▶ _Exercise requirements_
Continue the article below about poet Lisa Russ Spaar's new book, starting after its final sentence.

▶ _Excerpt provided_
Poetry’s Insight at Your Fingertips in U.Va. Poet’s New Book

Lisa Russ Spaar headshot

U.Va. English professor and poet Lisa Russ Spaar

“We live in a time of rampant, mercurial self-portrayal,” writes English professor and poet Lisa Russ Spaar of the University of Virginia’s College of Arts & Sciences in her new book, “The Hide-and-Seek Muse: Annotations of Contemporary Poetry.”

“We can, if we wish, post, profile, tag, chat, friend, transform, lie, project, stalk, date, connect, complicate, simplify, vex, blog, tumble, pin, like and identify ourselves with dazzling velocity through a protean real-time landscape of social networks.”

With all the rapid changes in electronic communication and other technologies, Spaar’s book of poems with short essays shows how poetry persists in expressing what is uniquely human, she said.

“For emotional, psychic, intellectual sustenance – for inspiration, solace and a reminder of what it means to be fully human – nothing quite affects us like poetry,” Spaar writes in the book’s introduction.

Asked in 2010 to write a weekly blog about a new poem by a contemporary American poet for the Chronicle of Higher Education’s Arts & Academe section, Spaar said her ideas and choices arose from 35 years of teaching, as well as writing poems for even longer.

A 1982 alumna of U.Va.’s Creative Writing Program, Spaar returned to Grounds 10 years later to teach poetry and manage the program. Another decade later, she founded – and still directs – the undergraduate Area Program in Poetry Writing.

Writing the Chronicle blog posts, plus another essay about poetry about once a month – each piece being less than 1,000 words – became a regular practice for her, like meditation, she said.

▶ _Listed entries_
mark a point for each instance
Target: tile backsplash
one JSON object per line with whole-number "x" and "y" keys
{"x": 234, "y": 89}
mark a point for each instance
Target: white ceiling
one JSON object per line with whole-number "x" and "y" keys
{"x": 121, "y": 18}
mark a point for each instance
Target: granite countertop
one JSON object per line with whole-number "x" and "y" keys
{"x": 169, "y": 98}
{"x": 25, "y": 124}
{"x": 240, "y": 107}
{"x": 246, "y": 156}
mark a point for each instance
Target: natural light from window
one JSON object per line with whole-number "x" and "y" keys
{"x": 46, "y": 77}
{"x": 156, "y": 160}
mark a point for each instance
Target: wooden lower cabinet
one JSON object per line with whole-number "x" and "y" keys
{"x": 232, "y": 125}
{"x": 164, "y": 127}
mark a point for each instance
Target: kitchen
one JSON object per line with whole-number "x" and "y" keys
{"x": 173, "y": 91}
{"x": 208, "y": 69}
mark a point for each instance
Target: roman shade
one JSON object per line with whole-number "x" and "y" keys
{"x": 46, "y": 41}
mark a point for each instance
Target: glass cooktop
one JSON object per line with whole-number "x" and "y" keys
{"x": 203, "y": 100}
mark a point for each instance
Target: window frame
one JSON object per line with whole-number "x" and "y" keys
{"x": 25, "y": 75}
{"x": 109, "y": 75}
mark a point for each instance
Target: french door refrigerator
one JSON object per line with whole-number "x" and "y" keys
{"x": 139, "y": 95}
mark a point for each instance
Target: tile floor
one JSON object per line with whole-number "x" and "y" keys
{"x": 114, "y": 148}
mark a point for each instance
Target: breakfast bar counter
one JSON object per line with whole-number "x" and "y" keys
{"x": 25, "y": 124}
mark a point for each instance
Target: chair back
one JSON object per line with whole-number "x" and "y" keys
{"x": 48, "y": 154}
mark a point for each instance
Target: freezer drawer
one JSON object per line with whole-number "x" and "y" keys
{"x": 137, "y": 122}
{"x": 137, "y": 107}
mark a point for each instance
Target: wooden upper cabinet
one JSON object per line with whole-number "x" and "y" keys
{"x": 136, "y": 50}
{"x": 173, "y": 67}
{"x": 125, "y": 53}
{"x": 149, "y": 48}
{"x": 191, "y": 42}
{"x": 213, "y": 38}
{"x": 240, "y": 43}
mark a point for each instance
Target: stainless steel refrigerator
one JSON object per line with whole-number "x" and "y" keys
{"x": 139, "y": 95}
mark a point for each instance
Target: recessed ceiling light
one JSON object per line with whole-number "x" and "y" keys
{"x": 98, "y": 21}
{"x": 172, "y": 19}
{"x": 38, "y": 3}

▶ _The output_
In the new book – comprising a selection of the Chronicle blogs and essays – she invites readers to stop for a moment and savor the messages in poems, whether playful or painful or whatever part of the human predicament they portray. Spaar said she’d often consider the seasons and holidays when she chose a particular poem and what she wrote about it. One section is called “Spring & All: Poetry & the Seasons.”

In her poem, “March,” poet Laura Kasischke writes, “Always, in spring/you’ll find/someone with regrets/she’s allowed herself/to forget.”

Spaar comments that the month of March “is rife with several meanings.”

“No wonder poets are captivated by its messy thrall,” she writes. “To Linda Pastan (“March Snow”) it is ‘no more/than another promise, soon to be broken.’ For Ted Hughes it is the month when ‘the earth, invalid, dropsied, bruised [is] wheeled/Out into the sun.’ [Emily] Dickinson refers 21 times to the word in her oeuvre, calling March ‘the Month of Expectation.’”

When Spaar focuses on Kasischke’s stanza above, she writes “... the flux of awakening to a renewed spring brings its psychological stirrings as well, including those ‘regrets’ we might choose to bury or forget.”

In another section of the book, “Verse’s Rich Web Portals,” Spaar addresses the positive changes technology has wrought on writing and publishing: the proliferation of poetry on the Internet. She’s grateful for the community of writers both in and outside of the halls of higher education, she said.

A Google search one afternoon yielded 4.7 million poetry websites and almost 8 million poetry blogs, she records.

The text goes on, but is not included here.